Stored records
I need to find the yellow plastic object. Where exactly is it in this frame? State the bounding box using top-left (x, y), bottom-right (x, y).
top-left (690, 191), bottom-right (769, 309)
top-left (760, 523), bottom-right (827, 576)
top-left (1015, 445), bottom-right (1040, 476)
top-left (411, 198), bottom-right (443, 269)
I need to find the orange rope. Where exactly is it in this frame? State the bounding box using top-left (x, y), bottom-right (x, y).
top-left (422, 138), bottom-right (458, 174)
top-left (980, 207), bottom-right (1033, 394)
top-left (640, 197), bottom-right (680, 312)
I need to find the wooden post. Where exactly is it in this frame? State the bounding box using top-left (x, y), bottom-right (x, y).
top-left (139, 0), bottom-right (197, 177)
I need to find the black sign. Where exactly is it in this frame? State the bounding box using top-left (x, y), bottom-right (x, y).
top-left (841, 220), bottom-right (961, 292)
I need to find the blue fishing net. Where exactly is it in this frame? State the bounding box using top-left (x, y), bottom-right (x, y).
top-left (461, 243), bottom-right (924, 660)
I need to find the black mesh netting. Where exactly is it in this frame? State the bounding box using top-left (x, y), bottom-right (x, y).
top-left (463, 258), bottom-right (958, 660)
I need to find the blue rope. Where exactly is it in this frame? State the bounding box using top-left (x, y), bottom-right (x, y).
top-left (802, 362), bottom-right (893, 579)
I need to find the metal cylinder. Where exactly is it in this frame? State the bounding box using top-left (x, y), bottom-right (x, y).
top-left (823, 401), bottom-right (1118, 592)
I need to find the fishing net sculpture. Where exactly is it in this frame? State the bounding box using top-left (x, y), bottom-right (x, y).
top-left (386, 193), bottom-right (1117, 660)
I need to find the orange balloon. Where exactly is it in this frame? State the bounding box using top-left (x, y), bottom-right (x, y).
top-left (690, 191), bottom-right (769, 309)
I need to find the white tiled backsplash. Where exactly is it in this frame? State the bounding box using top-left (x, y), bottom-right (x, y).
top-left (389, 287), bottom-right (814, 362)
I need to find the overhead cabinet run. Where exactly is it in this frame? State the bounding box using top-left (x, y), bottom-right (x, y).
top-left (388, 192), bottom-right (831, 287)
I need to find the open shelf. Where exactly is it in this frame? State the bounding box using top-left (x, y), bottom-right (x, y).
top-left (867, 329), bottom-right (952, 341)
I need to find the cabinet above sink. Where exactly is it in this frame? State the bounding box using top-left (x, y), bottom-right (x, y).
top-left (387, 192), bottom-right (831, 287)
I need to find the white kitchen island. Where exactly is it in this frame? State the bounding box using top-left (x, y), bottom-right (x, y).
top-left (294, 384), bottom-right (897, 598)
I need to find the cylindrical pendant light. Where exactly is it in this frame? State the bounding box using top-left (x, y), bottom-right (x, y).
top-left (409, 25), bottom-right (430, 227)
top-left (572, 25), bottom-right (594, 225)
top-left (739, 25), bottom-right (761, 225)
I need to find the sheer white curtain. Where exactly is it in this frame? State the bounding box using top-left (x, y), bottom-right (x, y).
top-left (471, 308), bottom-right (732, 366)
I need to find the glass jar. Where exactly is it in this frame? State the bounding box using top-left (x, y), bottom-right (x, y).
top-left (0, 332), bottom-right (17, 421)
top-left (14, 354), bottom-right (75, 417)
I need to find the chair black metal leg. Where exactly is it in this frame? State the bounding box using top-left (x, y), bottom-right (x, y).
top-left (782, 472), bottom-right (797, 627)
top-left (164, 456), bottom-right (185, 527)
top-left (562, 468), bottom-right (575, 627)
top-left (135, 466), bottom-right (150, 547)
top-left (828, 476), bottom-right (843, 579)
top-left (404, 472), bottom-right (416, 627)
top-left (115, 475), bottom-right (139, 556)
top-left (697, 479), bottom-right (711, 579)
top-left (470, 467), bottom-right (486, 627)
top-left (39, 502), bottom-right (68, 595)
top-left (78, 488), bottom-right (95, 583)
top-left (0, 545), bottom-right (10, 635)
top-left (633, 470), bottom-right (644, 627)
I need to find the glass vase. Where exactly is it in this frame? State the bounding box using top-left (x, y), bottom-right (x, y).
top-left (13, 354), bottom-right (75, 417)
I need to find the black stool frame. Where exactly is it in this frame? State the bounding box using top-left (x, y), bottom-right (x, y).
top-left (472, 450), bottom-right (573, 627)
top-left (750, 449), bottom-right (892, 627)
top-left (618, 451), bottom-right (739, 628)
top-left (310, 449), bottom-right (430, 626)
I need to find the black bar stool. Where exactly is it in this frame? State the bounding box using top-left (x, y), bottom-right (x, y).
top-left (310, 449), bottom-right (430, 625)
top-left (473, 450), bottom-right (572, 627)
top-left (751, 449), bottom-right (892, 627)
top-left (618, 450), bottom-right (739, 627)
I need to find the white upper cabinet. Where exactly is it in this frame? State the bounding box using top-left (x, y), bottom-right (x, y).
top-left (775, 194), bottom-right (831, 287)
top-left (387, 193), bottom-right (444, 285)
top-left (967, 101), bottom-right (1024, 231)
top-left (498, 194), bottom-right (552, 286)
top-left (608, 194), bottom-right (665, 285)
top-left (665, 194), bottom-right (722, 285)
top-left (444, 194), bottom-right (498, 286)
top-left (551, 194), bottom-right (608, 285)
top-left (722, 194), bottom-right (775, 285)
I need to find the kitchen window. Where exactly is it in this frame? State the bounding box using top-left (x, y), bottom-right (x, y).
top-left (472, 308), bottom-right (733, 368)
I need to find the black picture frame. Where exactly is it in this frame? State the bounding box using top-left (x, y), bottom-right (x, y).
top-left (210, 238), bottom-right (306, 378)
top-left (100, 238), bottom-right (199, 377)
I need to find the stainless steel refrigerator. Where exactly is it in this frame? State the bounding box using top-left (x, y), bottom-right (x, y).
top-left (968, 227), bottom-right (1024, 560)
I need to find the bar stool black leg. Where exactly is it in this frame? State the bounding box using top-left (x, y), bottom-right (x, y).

Problem description: Please convert the rows from the line containing "I need to find the black mesh" through the line containing "top-left (387, 192), bottom-right (831, 287)", both included, into a Markdown table with the columns Number and Text. Number each line in order and leave out any blank lines.

Output for this task:
| Number | Text |
|---|---|
| 1 | I need to find the black mesh netting. Where exactly is it in this frame? State the bounding box using top-left (x, y), bottom-right (x, y). |
| 2 | top-left (463, 258), bottom-right (958, 660) |
| 3 | I need to find the blue rope. Where exactly is it in this frame? State the bounding box using top-left (x, y), bottom-right (x, y). |
| 4 | top-left (802, 362), bottom-right (893, 579) |
| 5 | I need to find the metal cylinder. Where exactly is it in this frame? State the bounding box using top-left (x, y), bottom-right (x, y). |
| 6 | top-left (823, 401), bottom-right (1118, 592) |
| 7 | I need to find the fishing net sculpture. Where exactly is it in this frame? State the bounding box using top-left (x, y), bottom-right (x, y). |
| 8 | top-left (386, 193), bottom-right (1117, 660) |
| 9 | I need to find the orange balloon. Where exactly is it in this frame? State the bounding box using top-left (x, y), bottom-right (x, y). |
| 10 | top-left (690, 191), bottom-right (769, 309) |
| 11 | I need to find the white tiled backsplash. Where exactly is it in this frame? State the bounding box using top-left (x, y), bottom-right (x, y). |
| 12 | top-left (389, 287), bottom-right (814, 362) |
| 13 | I need to find the overhead cabinet run. Where exactly is it in this frame? State the bounding box using top-left (x, y), bottom-right (x, y). |
| 14 | top-left (388, 192), bottom-right (831, 287) |
| 15 | I need to find the open shelf. Where exactly is it in this frame? State the bounding box using top-left (x, y), bottom-right (x, y). |
| 16 | top-left (867, 329), bottom-right (952, 341) |
| 17 | I need to find the cabinet above sink. Where exactly is it in this frame? State the bounding box using top-left (x, y), bottom-right (x, y). |
| 18 | top-left (387, 192), bottom-right (831, 287) |